- Information shown

>> Start

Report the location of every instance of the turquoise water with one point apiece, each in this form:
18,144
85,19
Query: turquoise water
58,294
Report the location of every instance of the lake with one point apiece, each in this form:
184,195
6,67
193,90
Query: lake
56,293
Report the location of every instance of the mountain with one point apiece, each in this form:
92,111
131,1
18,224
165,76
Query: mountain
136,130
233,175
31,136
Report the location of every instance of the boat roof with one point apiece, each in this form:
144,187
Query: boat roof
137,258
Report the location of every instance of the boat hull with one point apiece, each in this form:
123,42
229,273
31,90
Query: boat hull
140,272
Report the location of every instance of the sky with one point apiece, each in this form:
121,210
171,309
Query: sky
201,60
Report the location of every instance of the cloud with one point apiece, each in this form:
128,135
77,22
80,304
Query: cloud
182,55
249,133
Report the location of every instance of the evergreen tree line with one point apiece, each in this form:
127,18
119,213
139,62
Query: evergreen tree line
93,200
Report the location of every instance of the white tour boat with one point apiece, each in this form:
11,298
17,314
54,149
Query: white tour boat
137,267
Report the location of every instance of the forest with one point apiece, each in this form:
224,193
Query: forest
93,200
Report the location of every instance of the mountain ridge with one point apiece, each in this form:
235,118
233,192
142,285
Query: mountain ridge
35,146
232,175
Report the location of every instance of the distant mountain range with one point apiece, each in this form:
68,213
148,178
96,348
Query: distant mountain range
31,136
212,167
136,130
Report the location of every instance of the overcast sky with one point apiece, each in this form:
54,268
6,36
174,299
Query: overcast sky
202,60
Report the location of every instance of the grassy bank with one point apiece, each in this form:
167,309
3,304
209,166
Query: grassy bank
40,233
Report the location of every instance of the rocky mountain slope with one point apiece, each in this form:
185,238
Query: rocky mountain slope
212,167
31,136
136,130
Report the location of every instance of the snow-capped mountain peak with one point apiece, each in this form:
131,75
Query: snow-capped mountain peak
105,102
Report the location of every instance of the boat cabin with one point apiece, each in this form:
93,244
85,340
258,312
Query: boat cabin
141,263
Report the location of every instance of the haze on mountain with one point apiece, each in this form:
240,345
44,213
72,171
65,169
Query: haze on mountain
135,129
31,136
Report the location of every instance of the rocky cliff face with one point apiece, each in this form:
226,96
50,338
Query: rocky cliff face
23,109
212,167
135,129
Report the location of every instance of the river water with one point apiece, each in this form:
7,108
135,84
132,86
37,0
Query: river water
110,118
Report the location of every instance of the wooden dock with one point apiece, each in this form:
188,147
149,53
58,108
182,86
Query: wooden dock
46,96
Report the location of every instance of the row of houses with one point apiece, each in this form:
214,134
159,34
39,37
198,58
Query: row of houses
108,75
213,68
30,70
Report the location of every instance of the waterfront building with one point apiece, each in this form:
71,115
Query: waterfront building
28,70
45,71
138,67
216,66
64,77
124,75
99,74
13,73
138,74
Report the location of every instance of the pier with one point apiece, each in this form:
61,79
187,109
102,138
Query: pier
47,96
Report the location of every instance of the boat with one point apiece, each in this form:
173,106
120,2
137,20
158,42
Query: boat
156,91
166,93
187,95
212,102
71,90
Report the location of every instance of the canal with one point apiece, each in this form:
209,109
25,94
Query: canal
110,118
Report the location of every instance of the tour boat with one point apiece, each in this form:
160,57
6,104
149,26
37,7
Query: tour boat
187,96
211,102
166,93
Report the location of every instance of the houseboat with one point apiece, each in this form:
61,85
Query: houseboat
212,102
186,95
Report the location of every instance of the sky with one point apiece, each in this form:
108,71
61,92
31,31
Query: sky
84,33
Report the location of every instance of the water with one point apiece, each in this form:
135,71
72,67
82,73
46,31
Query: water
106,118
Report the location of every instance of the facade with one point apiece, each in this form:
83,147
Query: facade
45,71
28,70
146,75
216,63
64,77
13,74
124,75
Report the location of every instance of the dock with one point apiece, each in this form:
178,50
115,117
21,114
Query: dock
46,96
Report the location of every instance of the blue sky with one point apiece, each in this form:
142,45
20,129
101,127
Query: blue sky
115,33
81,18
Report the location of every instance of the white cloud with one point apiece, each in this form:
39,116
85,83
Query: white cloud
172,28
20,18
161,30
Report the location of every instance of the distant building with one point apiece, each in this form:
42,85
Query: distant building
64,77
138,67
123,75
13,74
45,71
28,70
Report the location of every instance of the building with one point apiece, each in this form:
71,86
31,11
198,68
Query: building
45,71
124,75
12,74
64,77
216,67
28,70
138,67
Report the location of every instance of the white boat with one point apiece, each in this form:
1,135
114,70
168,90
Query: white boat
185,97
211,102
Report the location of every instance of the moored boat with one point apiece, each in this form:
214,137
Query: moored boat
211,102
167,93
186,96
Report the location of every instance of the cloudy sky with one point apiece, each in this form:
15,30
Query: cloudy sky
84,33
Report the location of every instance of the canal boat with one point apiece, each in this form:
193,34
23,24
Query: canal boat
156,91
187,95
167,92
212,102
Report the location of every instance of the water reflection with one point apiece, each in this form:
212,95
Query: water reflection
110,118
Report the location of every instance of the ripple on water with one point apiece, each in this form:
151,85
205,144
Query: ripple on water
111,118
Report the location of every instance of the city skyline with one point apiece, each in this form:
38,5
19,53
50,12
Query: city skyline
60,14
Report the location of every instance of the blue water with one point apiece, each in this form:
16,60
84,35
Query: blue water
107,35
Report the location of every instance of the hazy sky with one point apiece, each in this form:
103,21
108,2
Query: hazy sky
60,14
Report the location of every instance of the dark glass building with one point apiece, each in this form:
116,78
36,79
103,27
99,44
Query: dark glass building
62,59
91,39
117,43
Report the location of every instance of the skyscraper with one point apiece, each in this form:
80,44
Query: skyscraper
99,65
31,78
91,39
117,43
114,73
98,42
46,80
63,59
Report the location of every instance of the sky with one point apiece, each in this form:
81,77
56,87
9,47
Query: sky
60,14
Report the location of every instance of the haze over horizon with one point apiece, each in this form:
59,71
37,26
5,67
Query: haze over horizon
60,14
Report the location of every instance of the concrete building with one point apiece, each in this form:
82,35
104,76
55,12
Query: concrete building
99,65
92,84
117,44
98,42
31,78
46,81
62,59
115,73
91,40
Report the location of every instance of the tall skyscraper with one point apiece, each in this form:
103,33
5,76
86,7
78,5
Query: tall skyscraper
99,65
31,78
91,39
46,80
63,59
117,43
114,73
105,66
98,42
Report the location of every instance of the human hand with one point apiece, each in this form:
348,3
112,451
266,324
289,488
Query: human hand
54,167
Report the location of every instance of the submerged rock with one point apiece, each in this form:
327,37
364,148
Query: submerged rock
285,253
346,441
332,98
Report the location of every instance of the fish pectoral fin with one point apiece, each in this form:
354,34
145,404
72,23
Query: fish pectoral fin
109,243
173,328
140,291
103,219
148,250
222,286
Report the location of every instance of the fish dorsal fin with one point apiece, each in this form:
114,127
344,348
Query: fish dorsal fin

>> End

- Stated exercise
Repeat exactly the lines from the line containing "Report the location of every instance of the haze over" through the end of the listing above; both boundary lines are part of the output.

- Completed task
Report the location of every instance of the haze over horizon with one point apiece, each in this form:
59,71
37,26
5,67
Query: haze over horizon
60,14
Report the location of every instance of the concrete building with one point apiece, each in this form:
82,35
104,76
55,12
Query: concrete building
99,65
92,84
117,44
98,42
31,78
46,81
62,59
115,73
91,40
Report the location of every instance of the tall skyscraper with one point apiece, each in this form:
103,33
5,76
86,7
78,5
Query: tall skyscraper
99,65
31,78
91,39
46,80
63,59
117,43
114,73
105,66
98,42
Report the location of every instance of the human hand with one point apiece, each in this form:
348,3
112,451
266,324
289,488
Query: human hand
54,167
Report the location of every instance of the submerged rock with one point apiece, each in this form:
327,37
364,148
Query: submerged rock
285,253
346,441
332,98
Report the location of every instance of the fish pectoral fin with one point apiece, each in this form:
354,34
145,404
72,23
Query: fish pectoral fin
109,243
173,328
140,291
103,219
148,250
222,286
Report the location of every instance of the fish dorsal fin with one point apiece, each in this form:
114,127
344,348
Query: fish dorsal fin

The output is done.